▸ **Passage given**:
# # #
The Deserted Garden by Elizabeth Barrett Browning

The Deserted Garden’ by Elizabeth Barrett Browning is a long, image-rich poem in which the poet thinks back on what is likely her own youth. She taps into a child’s perceptive while at the same time adding in the thoughtful details an adult would notice about a scene or experience. It’s clear from the start of the poem that she longs to return to this time of enhanced joy and freedom but knows that, of course, this is impossible. 

The Deserted Garden by Elizabeth Barrett Browning

 

Summary

The Deserted Garden’ by Elizabeth Barrett Browning is a beautiful poem in which the speaker looks back on her childhood.

The majority of this poem is spent meditating on the times the speaker spent as a young girl within a deserted garden. There, she contemplated what happened before it fell into disrepair, read books, listened to the thrush sing, and enjoyed her own childhood. Now, she looks back on that time with longing, wishing that she could feel the pleasures of youthful freedom again and regretting that her womanhood did not turn out as happily as she thought it would when she was resting in the mossy grove surrounded by white roses.
# # #
▸ **Stored rows**:
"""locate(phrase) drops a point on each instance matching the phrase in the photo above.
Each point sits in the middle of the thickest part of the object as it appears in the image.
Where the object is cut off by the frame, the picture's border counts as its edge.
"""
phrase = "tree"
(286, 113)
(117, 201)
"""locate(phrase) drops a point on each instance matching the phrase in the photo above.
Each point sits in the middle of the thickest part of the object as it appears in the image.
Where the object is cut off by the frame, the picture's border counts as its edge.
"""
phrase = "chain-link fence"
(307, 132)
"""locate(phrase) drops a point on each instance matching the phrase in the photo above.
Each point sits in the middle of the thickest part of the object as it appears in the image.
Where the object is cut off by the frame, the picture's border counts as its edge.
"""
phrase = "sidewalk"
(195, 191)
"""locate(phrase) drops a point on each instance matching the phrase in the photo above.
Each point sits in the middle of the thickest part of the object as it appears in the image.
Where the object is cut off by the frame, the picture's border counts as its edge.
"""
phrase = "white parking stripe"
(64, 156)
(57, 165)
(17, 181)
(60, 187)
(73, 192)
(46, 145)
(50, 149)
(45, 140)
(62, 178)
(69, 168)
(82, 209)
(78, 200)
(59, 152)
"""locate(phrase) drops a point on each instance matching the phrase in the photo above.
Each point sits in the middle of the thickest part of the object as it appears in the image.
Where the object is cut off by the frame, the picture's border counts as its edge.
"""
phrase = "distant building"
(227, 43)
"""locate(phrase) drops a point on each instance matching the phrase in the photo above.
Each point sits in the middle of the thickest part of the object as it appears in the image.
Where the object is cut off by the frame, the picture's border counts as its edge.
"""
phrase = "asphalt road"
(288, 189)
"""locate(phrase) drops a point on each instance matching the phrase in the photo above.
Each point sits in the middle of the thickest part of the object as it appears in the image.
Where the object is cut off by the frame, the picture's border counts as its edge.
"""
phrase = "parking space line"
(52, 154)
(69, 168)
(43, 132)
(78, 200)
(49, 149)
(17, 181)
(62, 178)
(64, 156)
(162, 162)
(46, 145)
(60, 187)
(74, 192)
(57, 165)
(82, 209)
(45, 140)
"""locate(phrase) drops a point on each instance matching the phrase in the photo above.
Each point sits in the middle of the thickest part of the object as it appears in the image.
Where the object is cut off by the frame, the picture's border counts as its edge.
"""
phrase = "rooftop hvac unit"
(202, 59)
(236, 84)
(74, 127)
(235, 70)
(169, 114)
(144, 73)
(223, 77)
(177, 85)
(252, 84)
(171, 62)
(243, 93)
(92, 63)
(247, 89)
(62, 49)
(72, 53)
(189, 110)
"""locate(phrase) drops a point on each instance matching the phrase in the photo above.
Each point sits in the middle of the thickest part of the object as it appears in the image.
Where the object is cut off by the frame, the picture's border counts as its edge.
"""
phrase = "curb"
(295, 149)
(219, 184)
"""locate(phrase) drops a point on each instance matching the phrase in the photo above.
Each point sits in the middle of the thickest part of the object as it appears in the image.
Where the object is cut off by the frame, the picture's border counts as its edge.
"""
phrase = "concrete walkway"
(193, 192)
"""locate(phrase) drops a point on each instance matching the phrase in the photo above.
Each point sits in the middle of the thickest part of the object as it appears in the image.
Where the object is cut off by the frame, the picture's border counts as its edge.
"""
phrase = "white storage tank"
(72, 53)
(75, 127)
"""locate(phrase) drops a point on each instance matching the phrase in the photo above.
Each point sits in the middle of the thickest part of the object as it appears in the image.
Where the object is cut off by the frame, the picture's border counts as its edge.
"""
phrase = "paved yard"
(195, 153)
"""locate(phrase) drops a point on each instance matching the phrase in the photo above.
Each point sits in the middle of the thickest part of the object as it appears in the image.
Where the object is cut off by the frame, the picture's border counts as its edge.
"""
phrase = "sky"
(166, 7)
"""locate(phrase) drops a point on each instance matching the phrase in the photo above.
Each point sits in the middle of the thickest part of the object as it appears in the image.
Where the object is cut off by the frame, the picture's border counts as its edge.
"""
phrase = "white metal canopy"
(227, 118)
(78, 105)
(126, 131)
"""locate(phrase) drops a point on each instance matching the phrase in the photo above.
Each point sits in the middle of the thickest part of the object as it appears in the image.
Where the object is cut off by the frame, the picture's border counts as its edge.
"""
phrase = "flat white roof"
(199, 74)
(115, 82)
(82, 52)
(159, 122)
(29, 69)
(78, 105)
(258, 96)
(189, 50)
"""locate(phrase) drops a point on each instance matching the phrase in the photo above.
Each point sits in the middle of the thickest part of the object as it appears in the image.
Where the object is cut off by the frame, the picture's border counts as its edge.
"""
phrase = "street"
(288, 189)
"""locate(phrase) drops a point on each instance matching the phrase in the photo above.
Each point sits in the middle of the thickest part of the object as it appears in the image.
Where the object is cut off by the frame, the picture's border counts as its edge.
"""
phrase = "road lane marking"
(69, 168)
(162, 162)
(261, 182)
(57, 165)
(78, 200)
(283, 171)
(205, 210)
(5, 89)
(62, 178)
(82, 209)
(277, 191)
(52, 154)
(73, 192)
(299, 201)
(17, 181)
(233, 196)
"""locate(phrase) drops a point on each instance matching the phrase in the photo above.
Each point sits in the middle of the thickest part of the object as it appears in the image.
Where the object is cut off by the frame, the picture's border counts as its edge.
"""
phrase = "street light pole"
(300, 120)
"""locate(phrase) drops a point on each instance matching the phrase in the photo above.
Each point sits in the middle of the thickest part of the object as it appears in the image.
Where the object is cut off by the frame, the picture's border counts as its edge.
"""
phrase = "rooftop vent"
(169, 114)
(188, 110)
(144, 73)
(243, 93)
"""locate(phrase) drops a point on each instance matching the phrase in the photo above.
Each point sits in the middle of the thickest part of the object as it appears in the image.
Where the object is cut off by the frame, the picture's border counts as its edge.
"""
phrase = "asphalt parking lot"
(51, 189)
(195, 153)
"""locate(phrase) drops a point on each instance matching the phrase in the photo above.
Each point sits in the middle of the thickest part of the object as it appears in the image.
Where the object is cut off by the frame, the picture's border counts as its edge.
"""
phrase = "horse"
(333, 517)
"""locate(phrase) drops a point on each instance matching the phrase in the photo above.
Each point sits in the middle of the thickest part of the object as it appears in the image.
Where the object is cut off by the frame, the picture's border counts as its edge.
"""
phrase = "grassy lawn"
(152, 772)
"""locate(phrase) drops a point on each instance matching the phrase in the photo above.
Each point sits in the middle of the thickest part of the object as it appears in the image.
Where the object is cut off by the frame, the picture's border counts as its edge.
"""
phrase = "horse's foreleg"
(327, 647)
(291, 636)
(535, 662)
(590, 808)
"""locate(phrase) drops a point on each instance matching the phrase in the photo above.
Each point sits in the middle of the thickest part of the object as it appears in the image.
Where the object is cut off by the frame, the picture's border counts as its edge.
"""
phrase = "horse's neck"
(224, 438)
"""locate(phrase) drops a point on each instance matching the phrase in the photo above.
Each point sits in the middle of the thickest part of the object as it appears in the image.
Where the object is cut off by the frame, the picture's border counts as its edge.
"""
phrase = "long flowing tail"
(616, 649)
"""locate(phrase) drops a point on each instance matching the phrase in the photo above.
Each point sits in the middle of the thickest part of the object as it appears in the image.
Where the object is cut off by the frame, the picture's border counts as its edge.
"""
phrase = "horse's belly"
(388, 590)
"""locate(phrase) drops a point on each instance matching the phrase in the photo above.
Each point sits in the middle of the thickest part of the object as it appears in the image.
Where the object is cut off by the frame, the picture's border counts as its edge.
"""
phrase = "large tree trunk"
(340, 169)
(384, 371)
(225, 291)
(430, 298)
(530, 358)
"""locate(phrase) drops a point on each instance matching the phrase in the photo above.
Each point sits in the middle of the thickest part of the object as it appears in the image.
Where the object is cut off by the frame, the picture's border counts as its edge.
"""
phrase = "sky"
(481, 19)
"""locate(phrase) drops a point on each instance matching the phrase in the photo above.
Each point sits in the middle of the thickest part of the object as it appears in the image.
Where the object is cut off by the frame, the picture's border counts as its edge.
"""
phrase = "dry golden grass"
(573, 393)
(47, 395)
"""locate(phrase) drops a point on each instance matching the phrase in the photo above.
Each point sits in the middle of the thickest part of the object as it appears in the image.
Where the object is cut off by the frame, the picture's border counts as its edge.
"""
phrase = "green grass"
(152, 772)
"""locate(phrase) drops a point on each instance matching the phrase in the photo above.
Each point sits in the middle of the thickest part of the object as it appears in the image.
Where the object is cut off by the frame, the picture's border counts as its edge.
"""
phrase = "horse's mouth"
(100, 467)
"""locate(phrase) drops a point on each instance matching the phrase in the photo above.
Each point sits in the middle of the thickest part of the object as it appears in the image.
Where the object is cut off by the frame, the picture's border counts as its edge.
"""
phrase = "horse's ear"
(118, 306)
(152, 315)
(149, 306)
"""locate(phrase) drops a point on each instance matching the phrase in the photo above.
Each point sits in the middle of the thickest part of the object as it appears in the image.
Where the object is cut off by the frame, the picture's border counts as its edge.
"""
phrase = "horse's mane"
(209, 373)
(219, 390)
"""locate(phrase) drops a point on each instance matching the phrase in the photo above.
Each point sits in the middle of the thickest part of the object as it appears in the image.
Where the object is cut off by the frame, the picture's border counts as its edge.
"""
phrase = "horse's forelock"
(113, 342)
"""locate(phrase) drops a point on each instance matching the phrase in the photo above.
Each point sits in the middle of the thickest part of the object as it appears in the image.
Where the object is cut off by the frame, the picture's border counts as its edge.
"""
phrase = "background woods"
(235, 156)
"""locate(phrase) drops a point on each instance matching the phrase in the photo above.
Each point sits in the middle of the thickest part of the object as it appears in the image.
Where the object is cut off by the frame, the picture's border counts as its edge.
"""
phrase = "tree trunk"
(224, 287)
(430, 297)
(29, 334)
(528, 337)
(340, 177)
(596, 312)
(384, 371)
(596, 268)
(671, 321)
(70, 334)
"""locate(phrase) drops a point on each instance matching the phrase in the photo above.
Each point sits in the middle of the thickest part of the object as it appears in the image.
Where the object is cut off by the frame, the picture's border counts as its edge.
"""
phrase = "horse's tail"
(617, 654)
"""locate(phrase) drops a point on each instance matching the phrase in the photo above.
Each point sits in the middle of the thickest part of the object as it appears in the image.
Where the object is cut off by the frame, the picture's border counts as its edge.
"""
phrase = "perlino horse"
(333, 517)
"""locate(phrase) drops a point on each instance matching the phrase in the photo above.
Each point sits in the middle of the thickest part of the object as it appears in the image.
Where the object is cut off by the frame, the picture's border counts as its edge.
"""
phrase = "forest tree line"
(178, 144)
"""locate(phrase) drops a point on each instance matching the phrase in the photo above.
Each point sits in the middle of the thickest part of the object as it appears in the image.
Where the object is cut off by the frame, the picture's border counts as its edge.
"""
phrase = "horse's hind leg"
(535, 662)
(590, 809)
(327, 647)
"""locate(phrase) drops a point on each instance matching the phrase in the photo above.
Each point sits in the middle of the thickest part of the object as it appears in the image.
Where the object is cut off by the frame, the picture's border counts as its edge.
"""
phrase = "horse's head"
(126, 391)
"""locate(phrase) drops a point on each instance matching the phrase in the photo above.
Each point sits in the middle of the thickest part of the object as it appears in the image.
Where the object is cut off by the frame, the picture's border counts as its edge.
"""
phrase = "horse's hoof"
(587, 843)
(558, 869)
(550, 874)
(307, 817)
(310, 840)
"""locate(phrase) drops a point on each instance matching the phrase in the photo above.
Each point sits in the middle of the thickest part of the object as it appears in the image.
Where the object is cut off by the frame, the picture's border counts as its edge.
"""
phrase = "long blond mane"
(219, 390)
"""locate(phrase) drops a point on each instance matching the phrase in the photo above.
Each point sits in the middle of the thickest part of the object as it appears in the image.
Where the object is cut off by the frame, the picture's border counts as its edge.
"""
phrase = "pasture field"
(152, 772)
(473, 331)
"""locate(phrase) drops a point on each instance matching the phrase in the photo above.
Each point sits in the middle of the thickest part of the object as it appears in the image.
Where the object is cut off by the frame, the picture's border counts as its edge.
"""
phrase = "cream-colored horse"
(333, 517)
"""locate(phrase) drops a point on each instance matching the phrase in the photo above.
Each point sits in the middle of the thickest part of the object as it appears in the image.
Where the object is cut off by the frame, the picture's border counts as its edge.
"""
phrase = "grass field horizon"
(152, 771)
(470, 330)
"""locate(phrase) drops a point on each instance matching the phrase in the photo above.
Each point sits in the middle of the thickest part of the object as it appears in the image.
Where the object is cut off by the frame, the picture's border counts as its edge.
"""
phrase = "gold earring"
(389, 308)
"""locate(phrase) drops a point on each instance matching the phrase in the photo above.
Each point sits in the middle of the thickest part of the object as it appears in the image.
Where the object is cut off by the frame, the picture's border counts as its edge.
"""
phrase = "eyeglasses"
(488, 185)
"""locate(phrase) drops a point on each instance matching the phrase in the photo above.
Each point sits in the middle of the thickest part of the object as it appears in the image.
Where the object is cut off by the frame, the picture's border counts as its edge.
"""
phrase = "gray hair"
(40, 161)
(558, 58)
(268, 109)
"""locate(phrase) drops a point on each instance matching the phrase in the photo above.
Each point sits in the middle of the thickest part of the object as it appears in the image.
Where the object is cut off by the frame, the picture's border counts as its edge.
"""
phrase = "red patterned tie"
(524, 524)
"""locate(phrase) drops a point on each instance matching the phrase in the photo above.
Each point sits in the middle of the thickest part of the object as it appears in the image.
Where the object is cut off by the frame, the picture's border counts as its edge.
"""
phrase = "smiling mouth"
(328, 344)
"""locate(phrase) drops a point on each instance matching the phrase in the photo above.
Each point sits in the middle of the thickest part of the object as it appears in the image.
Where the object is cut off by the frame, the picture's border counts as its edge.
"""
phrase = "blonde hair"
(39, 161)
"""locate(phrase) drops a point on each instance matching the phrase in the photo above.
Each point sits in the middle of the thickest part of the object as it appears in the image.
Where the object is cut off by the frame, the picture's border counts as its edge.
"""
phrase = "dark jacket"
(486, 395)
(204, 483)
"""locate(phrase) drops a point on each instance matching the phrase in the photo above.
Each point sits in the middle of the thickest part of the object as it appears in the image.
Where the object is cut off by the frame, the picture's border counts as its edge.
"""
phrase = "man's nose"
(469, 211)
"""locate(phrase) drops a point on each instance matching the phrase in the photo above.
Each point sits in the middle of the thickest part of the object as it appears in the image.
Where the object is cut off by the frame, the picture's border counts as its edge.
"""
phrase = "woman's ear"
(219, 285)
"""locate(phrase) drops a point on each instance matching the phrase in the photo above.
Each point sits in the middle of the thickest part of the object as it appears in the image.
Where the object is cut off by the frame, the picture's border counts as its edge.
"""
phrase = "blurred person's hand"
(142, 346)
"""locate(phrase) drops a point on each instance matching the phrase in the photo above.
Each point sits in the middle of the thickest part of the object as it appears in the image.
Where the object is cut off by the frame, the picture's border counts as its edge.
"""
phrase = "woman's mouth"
# # #
Answer these questions using the passage about "The Deserted Garden" above:
1. Who wrote the poem?
2. Which bird does the speaker listen to sing in the garden?
3. What color are the roses around the mossy grove?

▸ **Final result**:
1. Elizabeth Barrett Browning
2. The thrush
3. White